Stored items from a collection:
>>>>
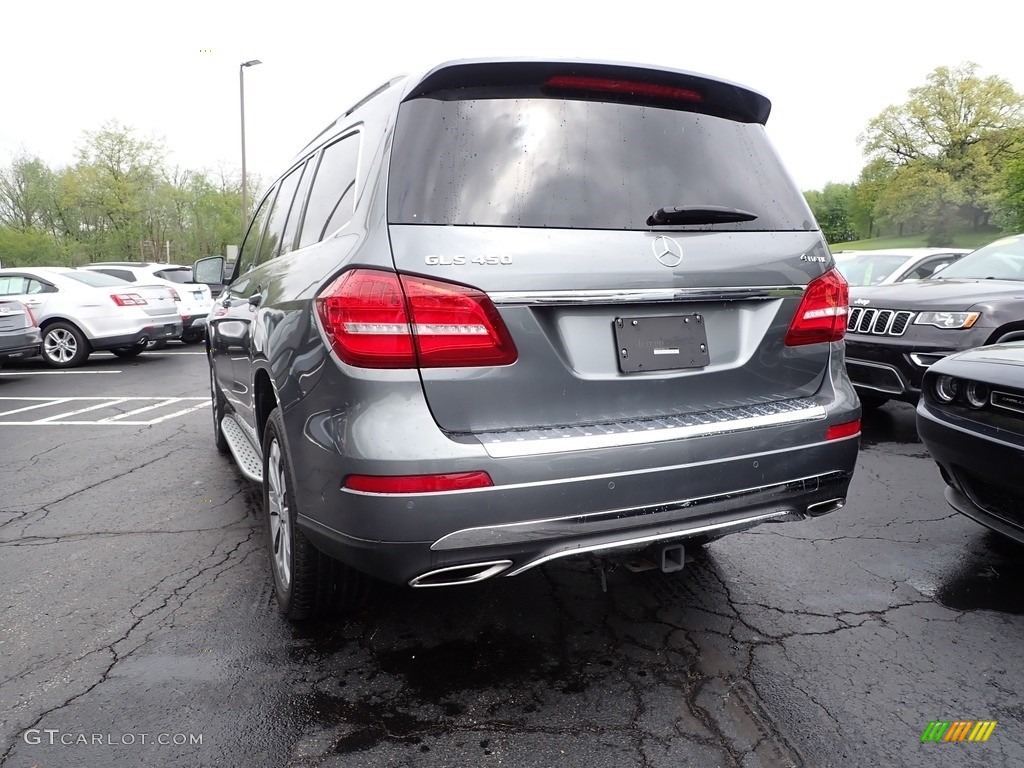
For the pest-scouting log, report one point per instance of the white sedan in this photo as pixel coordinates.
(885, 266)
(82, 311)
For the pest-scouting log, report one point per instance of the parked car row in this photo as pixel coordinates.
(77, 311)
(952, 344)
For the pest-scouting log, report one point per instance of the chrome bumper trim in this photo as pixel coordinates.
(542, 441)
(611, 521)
<<<<
Exercise goal
Update the listing above by swapping "pest-scouting log" for "field survey log" and leaving everything else as it is. Don't include the pictures.

Correct answer
For the field survey log, report one point per instance of the white sedan in this photo as pixel coordinates.
(885, 266)
(82, 311)
For the field survey log, report one point per instance of the parked car row in this photo as pixel coordinates.
(77, 311)
(952, 344)
For the field survey log, report one point per instance of the chrome bumper trim in this photo as pixel coordinates.
(542, 441)
(611, 521)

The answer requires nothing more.